Please copy every line of the records below word for word, leaving out the pictures.

[Entries start]

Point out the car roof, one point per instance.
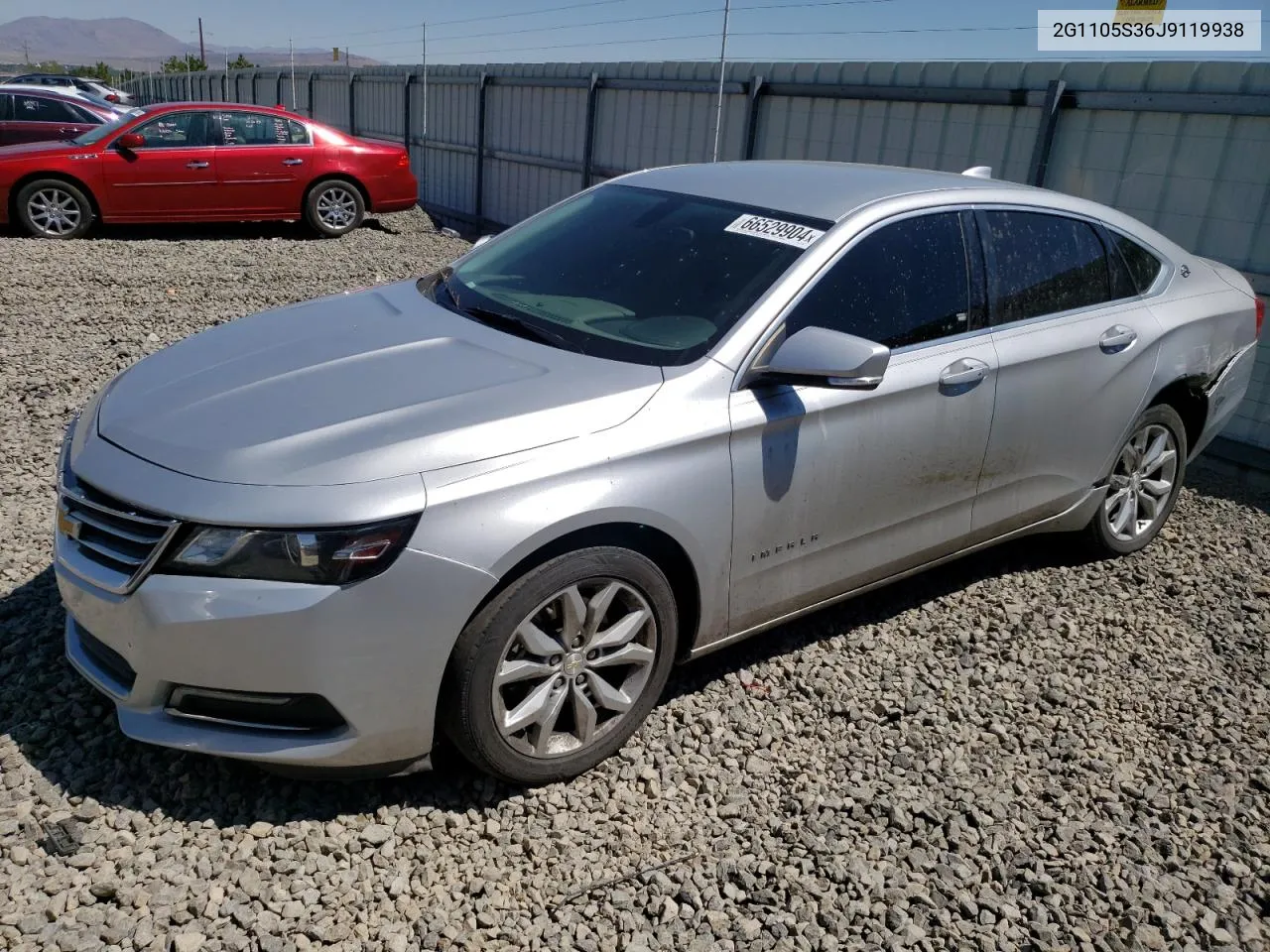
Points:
(815, 189)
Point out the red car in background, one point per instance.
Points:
(203, 162)
(30, 116)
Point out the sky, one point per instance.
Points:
(536, 31)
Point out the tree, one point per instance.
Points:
(185, 63)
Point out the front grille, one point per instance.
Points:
(119, 539)
(109, 660)
(248, 711)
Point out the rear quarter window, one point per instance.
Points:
(1141, 266)
(1044, 264)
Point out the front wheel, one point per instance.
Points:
(559, 669)
(54, 208)
(1143, 485)
(334, 208)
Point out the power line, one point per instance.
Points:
(471, 19)
(749, 33)
(711, 10)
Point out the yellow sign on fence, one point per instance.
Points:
(1139, 10)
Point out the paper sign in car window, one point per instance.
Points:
(786, 232)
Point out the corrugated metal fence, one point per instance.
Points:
(1183, 146)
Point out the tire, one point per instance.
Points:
(54, 208)
(1118, 527)
(334, 207)
(526, 707)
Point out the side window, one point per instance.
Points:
(905, 284)
(177, 131)
(37, 108)
(298, 134)
(1142, 268)
(1044, 264)
(243, 128)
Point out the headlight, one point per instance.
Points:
(318, 557)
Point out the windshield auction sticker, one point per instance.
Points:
(775, 230)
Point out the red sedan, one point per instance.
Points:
(40, 114)
(203, 162)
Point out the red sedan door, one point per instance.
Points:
(30, 117)
(263, 163)
(171, 178)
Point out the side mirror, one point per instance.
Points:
(829, 358)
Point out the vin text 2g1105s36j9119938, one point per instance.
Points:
(202, 162)
(665, 414)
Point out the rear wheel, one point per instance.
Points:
(54, 208)
(334, 208)
(1143, 484)
(559, 670)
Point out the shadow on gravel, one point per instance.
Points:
(1028, 553)
(209, 231)
(67, 731)
(1216, 479)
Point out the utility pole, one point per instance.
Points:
(722, 63)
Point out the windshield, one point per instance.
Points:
(631, 273)
(95, 135)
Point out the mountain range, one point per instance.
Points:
(127, 44)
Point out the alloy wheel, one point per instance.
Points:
(336, 207)
(574, 667)
(1142, 483)
(55, 212)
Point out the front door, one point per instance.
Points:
(834, 489)
(262, 164)
(1078, 348)
(171, 178)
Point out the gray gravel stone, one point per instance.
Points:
(1019, 751)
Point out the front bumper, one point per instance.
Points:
(376, 652)
(1224, 395)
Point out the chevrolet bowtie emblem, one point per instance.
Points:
(67, 525)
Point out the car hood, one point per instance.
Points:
(358, 388)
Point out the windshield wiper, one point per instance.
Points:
(503, 321)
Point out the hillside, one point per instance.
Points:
(123, 42)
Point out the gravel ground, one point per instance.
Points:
(1021, 751)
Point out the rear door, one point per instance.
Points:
(172, 178)
(1078, 347)
(263, 163)
(835, 489)
(39, 118)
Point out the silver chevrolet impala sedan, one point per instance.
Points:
(675, 411)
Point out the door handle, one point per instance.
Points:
(1116, 339)
(962, 372)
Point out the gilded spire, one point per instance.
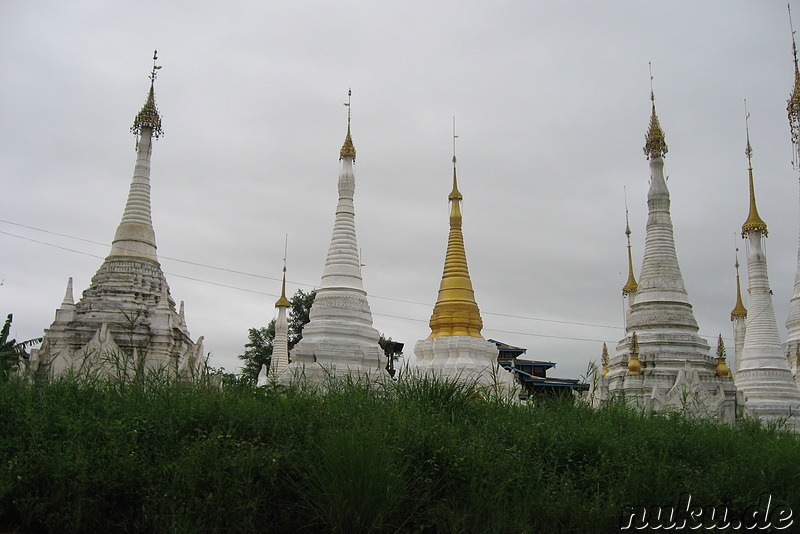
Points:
(753, 222)
(148, 117)
(348, 149)
(283, 301)
(793, 104)
(631, 286)
(655, 145)
(739, 311)
(456, 313)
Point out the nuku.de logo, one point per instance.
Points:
(682, 515)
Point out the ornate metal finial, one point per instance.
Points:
(348, 149)
(655, 145)
(455, 194)
(748, 151)
(148, 117)
(754, 223)
(793, 104)
(631, 285)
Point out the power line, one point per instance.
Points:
(227, 286)
(244, 273)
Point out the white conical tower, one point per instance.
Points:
(792, 344)
(763, 376)
(127, 307)
(339, 338)
(739, 319)
(662, 364)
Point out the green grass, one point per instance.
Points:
(420, 455)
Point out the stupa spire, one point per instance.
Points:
(280, 346)
(340, 338)
(793, 104)
(283, 301)
(762, 371)
(135, 235)
(753, 222)
(655, 144)
(793, 109)
(348, 149)
(456, 313)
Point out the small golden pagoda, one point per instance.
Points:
(456, 313)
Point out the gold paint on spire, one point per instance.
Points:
(753, 222)
(456, 313)
(283, 301)
(631, 286)
(348, 149)
(739, 311)
(722, 367)
(634, 366)
(655, 144)
(793, 104)
(148, 116)
(604, 360)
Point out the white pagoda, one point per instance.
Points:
(662, 364)
(339, 339)
(762, 372)
(126, 322)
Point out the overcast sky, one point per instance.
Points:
(551, 101)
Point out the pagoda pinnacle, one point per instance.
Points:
(148, 116)
(793, 104)
(753, 222)
(655, 145)
(135, 235)
(348, 149)
(456, 313)
(283, 301)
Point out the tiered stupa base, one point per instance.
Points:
(463, 358)
(339, 340)
(771, 395)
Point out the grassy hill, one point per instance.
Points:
(419, 455)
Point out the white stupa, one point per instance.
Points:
(339, 338)
(125, 321)
(763, 376)
(662, 364)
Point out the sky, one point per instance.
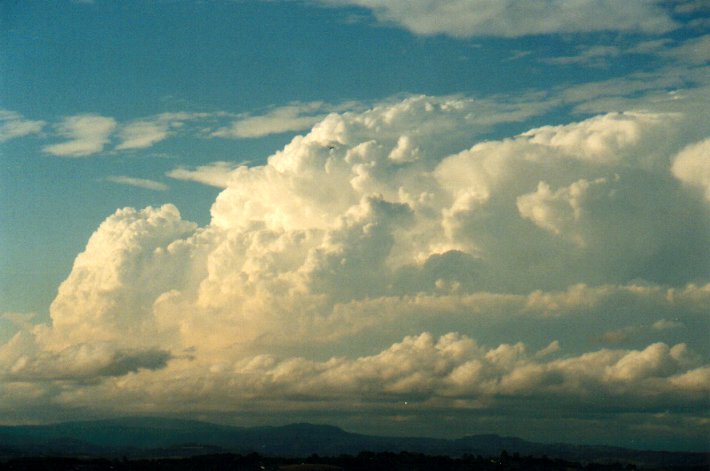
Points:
(401, 217)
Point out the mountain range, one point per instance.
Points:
(161, 437)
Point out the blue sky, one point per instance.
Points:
(498, 179)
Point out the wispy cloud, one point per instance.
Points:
(138, 182)
(87, 134)
(510, 18)
(289, 118)
(215, 174)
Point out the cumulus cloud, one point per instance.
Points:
(466, 18)
(398, 264)
(87, 134)
(137, 182)
(14, 125)
(692, 166)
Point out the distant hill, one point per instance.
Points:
(158, 437)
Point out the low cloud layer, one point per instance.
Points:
(384, 257)
(508, 18)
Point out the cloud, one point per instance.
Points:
(138, 182)
(467, 18)
(290, 118)
(595, 56)
(87, 134)
(692, 166)
(14, 125)
(141, 134)
(149, 131)
(371, 261)
(217, 174)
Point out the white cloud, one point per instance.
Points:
(14, 125)
(87, 134)
(289, 118)
(141, 134)
(217, 174)
(692, 166)
(138, 182)
(596, 56)
(149, 131)
(379, 251)
(508, 18)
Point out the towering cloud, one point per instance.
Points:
(382, 256)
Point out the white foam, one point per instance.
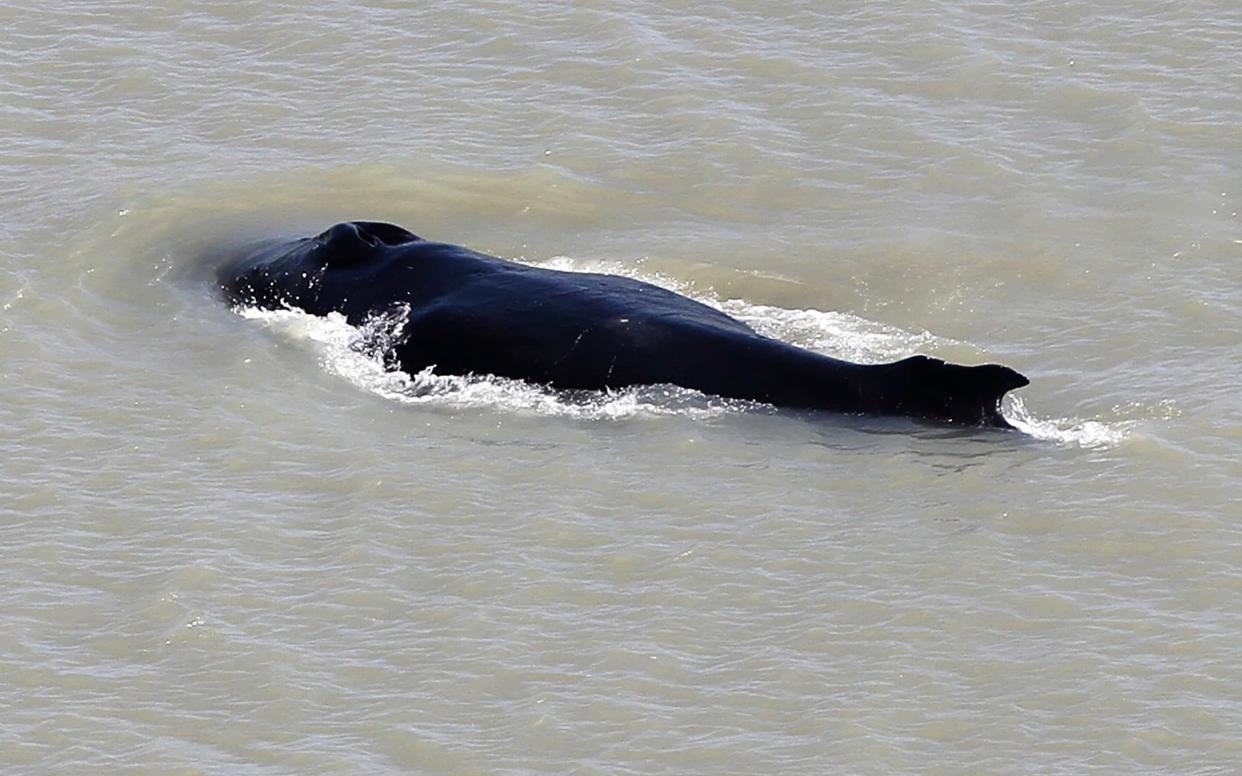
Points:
(1066, 430)
(360, 355)
(363, 356)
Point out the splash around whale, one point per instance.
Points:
(470, 313)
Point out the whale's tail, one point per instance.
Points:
(951, 392)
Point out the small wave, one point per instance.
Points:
(1067, 431)
(363, 356)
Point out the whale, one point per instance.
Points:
(466, 313)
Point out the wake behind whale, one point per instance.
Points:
(466, 313)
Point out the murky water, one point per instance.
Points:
(234, 544)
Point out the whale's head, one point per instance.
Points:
(298, 273)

[Entries end]

_Response below_:
Point out the car roof, one point per instance.
Points:
(815, 189)
Point out the red car in background, one point per instance.
Points:
(203, 162)
(30, 116)
Point out the sky, one point per instance.
Points:
(536, 31)
Point out the tree, one point per instance.
Points:
(185, 63)
Point out the front grille, one point per instance.
Points:
(119, 539)
(109, 660)
(248, 711)
Point out the rear quarter window, one point per instance.
Points:
(1141, 266)
(1044, 264)
Point out the front wheel, one point per instance.
Points:
(559, 669)
(54, 208)
(1143, 485)
(334, 208)
Point out the power line, one point per instance.
Points:
(471, 19)
(749, 33)
(711, 10)
Point out the yellow sign on fence, one point per instance.
Points:
(1139, 10)
Point out the paper sign in car window, one point per instance.
Points:
(786, 232)
Point out the corrugated metal fence, one point per instance.
Points:
(1183, 146)
Point out the tire, one point per instance.
Points:
(54, 208)
(1118, 527)
(334, 207)
(526, 707)
Point out the side window, one point per instance.
Points:
(905, 284)
(177, 131)
(37, 108)
(298, 134)
(1142, 268)
(1044, 264)
(243, 128)
Point out the headlight, one point per instance.
Points:
(318, 557)
Point out the windshield auction sticker, one point per instance.
Points:
(775, 230)
Point out the red sedan, one point per instance.
Points:
(40, 114)
(203, 162)
Point out the red sedan door, one point per instance.
Points:
(30, 117)
(263, 163)
(171, 178)
Point out the side mirror, one point per instance.
Points:
(829, 358)
Point out the vin text 2g1105s36j9119938, one point per instance.
Points:
(202, 162)
(665, 414)
Point out the rear wheel, one point per instance.
Points:
(54, 208)
(334, 208)
(1143, 484)
(559, 670)
Point out the shadow on gravel, one point per instance.
Points:
(1028, 553)
(209, 231)
(67, 731)
(1216, 479)
Point out the utility pole, one point per instance.
Points:
(722, 63)
Point out the windshield, one point per instance.
Points:
(631, 273)
(95, 135)
Point out the mountain range, one point per instance.
Points:
(127, 44)
Point out the alloy wheel, one point per instance.
Points:
(336, 207)
(574, 667)
(1142, 483)
(55, 212)
Point out the front door, one point per instance.
Points:
(834, 489)
(262, 164)
(1078, 348)
(171, 178)
Point out the gray gravel stone, one point per instance.
Points:
(1019, 751)
Point out the front bumper, one point per instance.
Points:
(376, 652)
(1224, 395)
Point out the chevrolet bowtie emblem, one point per instance.
Points:
(67, 525)
Point out the car hood, one point per instance.
Points:
(358, 388)
Point out the windshield wiper, one point per instance.
Points:
(503, 321)
Point out the hillside, one point per instance.
Points:
(123, 42)
Point out the gravel ground, one point per instance.
Points:
(1021, 751)
Point out the rear door, one point per instance.
Points:
(172, 178)
(1078, 347)
(263, 163)
(835, 489)
(39, 118)
Point out the silver chevrolet impala sedan, one point per instance.
Points:
(675, 411)
Point out the door handle, one point per instance.
Points:
(1116, 339)
(962, 372)
Point out the gilded spire, one point per instance.
Points:
(753, 222)
(148, 117)
(348, 149)
(283, 301)
(793, 104)
(631, 286)
(655, 145)
(739, 311)
(456, 313)
Point out the nuku.de logo, one point per instance.
Points:
(682, 515)
Point out the ornate metal finial, one point per instance.
Points:
(348, 149)
(655, 145)
(455, 194)
(748, 151)
(148, 117)
(754, 223)
(793, 104)
(631, 285)
Point out the power line, one point per instance.
Points:
(227, 286)
(244, 273)
Point out the white conical tower, one point per instance.
Points:
(792, 344)
(763, 376)
(127, 307)
(339, 338)
(739, 319)
(662, 364)
Point out the green grass, one point per instance.
Points:
(420, 455)
Point out the stupa spire, one point per instance.
Points:
(280, 346)
(340, 338)
(793, 104)
(283, 301)
(762, 371)
(135, 235)
(753, 222)
(655, 144)
(793, 109)
(348, 149)
(456, 313)
Point out the small golden pagoda, one point per instance.
Points:
(456, 313)
Point out the gold paint on spire, one point per instance.
Points:
(753, 222)
(456, 313)
(283, 301)
(631, 286)
(348, 149)
(739, 311)
(722, 367)
(634, 366)
(655, 144)
(793, 104)
(148, 116)
(604, 360)
Point out the white pagoda, one point per instance.
Points:
(662, 364)
(339, 339)
(762, 372)
(126, 322)
Point out the overcast sky, one point per instance.
Points:
(551, 101)
Point out the pagoda pinnacle, one point per instance.
Points:
(148, 116)
(793, 104)
(753, 222)
(655, 145)
(135, 235)
(348, 149)
(456, 313)
(283, 301)
Point out the tiered stupa base, one point per instance.
Points:
(463, 358)
(339, 340)
(771, 395)
Point out the grassy hill, one point per instance.
Points:
(419, 455)
Point out the white stupa, one point per instance.
Points:
(339, 338)
(125, 321)
(763, 376)
(662, 364)
Point out the sky, one point per instance.
Points:
(401, 217)
Point out the mountain range, one point per instance.
Points:
(161, 437)
Point out the blue sky, one point per instance.
Points:
(498, 179)
Point out the wispy cloud, one point per instance.
Points:
(138, 182)
(87, 134)
(510, 18)
(289, 118)
(215, 174)
Point out the cumulus cloud, one point per instance.
Points:
(466, 18)
(398, 264)
(87, 134)
(137, 182)
(14, 125)
(692, 166)
Point out the distant hill, one point per instance.
Points:
(158, 437)
Point out the low cloud layer, one point per instance.
Points:
(384, 257)
(508, 18)
Point out the cloud, one point per instance.
Points:
(138, 182)
(467, 18)
(290, 118)
(595, 56)
(87, 134)
(692, 166)
(14, 125)
(141, 134)
(149, 131)
(371, 261)
(217, 174)
Point out the white cloud, one point per instance.
Points:
(14, 125)
(87, 134)
(289, 118)
(141, 134)
(217, 174)
(692, 166)
(138, 182)
(596, 56)
(149, 131)
(379, 251)
(508, 18)
Point out the towering cloud, one point per instance.
Points:
(382, 256)
Point out the white foam, one point per instance.
Points:
(1066, 430)
(360, 355)
(363, 356)
Point out the splash around whale, one point per instance.
Points:
(470, 313)
Point out the whale's tail, one point per instance.
Points:
(951, 392)
Point out the small wave, one point per instance.
Points:
(1067, 431)
(363, 356)
Point out the whale, one point per instance.
Points:
(466, 313)
Point out the wake behind whale, one point per instance.
Points:
(466, 313)
Point out the murky water, one point per instance.
Points:
(234, 544)
Point out the whale's head, one point per instance.
Points:
(298, 273)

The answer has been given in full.